TEXT SEGMENT.
--

Rating: 4/5
Celie is a single mother, exhausted by long hours. Her job requires she give up time with her daughter, Lila, who feels neglected. She is a nurturing, empathetic presence in delivery rooms.
Rose is matter-of-fact, uncaring of her coworkers’ emotions or child problems. She is not without ethics. She doesn’t know how to navigate them sensitively.
Rose goes to the bar and, under the pretense of a handjob, collects a man’s sperm and a blood sample.
At home, she feeds her pet pig, Muriel, some asparagus and gives Muriel a blood transfusion. She then takes the semen sample and inseminates herself.
Celie goes to pick up Lila at her friend’s, but her friend and Lila are missing.
Lila comes into the morgue, having died of bacterial meningitis. Rose notes that organ failure may have occurred before brain death.
Celie tries to see her daughter’s body, but Rose tells her it isn’t there. She follows Rose home, and finds Lila there. Alive.
— Your child's genetic makeup made her an ideal candidate for an experimental procedure I'm working on. — For meningitis? — For death.
This film does a remarkable job of drawing you into its established reality. The progression is logical, and the characters’ subjective motives make sense.

--

HOW TO COMPLETE THIS TASK. Could you write the next few sentences of the film review above, picking up after its last sentence?

--

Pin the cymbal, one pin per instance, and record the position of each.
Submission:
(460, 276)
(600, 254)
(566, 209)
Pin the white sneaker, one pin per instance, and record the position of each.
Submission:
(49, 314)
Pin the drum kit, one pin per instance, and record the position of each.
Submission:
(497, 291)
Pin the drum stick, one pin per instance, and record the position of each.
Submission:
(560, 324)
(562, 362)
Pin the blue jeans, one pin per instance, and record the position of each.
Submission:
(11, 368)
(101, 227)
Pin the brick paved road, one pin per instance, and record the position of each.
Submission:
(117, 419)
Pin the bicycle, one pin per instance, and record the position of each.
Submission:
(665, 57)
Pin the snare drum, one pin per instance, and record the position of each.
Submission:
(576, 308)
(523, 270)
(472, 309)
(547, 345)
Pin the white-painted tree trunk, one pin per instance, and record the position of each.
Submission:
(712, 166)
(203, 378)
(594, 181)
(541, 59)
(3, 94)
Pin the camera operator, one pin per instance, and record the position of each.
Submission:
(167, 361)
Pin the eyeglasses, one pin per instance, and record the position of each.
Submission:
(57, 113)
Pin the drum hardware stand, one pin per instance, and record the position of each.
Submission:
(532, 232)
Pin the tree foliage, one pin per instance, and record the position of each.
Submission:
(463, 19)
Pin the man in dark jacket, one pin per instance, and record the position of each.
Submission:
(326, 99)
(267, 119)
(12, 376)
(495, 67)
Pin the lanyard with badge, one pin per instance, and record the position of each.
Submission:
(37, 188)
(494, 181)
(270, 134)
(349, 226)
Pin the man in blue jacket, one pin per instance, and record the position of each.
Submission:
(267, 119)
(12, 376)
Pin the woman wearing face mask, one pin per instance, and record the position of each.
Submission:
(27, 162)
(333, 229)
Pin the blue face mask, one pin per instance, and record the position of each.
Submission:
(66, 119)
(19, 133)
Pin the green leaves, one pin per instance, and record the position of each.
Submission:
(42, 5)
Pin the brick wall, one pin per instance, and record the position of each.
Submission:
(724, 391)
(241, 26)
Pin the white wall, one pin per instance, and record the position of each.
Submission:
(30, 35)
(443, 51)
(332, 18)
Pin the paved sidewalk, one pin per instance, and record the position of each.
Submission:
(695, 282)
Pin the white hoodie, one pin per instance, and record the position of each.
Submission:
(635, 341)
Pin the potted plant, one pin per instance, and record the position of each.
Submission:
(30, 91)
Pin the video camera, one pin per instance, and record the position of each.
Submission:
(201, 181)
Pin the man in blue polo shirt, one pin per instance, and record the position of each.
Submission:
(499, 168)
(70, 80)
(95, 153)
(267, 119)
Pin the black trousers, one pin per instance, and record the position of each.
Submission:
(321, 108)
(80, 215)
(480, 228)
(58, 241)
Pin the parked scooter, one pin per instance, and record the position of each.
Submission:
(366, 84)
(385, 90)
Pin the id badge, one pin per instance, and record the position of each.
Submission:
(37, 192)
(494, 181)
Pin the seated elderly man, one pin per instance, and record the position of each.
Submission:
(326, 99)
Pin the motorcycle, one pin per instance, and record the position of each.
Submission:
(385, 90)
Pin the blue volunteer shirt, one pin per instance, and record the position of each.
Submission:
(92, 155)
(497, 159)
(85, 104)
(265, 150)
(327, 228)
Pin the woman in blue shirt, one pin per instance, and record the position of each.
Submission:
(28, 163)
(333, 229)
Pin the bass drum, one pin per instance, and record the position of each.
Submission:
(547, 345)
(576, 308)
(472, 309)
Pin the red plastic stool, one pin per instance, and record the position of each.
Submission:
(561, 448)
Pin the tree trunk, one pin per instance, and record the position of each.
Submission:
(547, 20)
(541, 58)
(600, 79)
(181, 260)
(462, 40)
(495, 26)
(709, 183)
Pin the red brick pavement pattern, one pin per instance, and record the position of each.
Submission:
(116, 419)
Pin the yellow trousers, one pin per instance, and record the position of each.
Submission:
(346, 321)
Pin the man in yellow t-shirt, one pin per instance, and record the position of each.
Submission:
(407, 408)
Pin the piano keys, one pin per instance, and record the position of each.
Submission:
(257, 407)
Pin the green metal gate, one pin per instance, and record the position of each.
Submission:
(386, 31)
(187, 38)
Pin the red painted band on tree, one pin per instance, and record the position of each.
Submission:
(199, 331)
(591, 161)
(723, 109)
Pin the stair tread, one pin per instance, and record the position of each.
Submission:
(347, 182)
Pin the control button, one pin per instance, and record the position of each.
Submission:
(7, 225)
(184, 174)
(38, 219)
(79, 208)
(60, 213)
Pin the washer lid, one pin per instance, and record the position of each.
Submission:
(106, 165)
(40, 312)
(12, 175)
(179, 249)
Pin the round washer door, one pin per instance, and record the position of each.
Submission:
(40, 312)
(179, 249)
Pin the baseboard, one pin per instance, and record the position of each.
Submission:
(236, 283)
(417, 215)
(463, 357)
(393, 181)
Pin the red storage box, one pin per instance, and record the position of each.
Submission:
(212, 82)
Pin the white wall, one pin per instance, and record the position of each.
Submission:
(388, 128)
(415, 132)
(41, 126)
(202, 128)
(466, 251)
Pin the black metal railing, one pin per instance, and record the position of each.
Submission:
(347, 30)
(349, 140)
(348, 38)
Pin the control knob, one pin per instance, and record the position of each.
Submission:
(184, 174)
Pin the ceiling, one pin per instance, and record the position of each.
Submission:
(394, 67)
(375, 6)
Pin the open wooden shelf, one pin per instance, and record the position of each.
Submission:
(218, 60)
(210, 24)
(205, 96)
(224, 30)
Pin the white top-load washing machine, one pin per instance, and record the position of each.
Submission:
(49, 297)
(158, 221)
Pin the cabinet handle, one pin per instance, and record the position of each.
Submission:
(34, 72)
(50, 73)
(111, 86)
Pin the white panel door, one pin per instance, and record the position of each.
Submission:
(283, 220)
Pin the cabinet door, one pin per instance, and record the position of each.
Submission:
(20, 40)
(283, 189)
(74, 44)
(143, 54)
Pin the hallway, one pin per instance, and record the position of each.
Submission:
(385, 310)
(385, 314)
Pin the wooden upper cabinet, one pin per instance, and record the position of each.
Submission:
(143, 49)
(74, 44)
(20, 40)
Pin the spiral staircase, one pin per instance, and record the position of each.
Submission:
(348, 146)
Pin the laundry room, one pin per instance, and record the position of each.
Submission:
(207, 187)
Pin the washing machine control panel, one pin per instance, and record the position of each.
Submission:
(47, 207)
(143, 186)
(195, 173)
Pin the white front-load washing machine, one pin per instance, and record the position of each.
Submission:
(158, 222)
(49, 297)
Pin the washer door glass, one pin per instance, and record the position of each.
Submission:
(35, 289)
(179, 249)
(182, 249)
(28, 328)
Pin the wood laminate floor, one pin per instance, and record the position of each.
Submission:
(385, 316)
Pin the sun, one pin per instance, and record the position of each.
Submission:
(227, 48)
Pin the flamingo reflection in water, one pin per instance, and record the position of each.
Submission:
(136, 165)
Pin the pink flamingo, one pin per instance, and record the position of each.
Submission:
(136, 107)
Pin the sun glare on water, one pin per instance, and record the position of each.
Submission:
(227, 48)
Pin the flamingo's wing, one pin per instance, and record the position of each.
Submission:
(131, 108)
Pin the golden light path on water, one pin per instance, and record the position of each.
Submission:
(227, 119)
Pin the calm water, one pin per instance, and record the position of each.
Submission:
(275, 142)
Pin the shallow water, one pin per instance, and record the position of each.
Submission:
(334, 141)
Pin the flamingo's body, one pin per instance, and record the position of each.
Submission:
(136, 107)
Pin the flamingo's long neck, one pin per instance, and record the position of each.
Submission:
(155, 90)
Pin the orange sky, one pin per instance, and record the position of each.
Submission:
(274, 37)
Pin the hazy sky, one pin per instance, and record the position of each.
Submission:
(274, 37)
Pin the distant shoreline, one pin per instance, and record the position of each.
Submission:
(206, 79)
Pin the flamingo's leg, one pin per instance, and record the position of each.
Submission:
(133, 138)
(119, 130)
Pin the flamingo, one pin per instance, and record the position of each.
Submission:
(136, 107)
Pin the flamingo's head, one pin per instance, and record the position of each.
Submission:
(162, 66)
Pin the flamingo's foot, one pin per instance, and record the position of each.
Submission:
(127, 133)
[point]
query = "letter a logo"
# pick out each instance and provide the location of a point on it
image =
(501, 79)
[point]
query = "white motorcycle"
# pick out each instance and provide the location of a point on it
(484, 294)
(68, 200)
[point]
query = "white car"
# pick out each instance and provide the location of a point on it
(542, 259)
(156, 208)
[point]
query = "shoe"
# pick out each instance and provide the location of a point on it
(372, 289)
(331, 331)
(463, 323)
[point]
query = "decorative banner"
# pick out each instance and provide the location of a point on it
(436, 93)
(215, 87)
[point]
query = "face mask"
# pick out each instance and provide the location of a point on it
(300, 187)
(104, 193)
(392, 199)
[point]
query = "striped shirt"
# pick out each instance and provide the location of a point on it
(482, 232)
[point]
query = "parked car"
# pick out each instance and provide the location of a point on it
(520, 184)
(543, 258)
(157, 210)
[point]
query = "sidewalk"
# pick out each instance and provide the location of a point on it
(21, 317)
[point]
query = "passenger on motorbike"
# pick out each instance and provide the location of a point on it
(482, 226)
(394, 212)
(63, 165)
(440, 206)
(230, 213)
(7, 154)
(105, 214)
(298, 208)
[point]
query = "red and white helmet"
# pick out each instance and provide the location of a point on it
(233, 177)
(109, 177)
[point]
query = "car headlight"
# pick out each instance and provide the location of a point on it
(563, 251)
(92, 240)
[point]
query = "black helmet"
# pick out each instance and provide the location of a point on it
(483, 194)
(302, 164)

--

RESPONSE TO THIS TASK.
Rose and Celie both having a medical background helps tremendously. They don’t have to waste time explaining basic procedures, and their experience pairs well — Rose can handle the medical details, and Celie can perform the nursing routines for comatose patients. And when it comes down to it, they are both practical people.
Marin Ireland is so funny in this. She has a Herbert West intensity that drew me in.
Judy Reyes takes a wild premise and finds a human character. Her heart grounded this and warmed my heart.
The film explores the physical and psychological cost of motherhood and pregnancy.
The mistake the movie makes is the direction it takes with Lila. I won’t spoil anything, but it mixes up what is otherwise a potent metaphor.
Medical horror makes me quite uncomfortable, so this left me squirming throughout.
I wasn’t expecting to like this so much, but it got to me!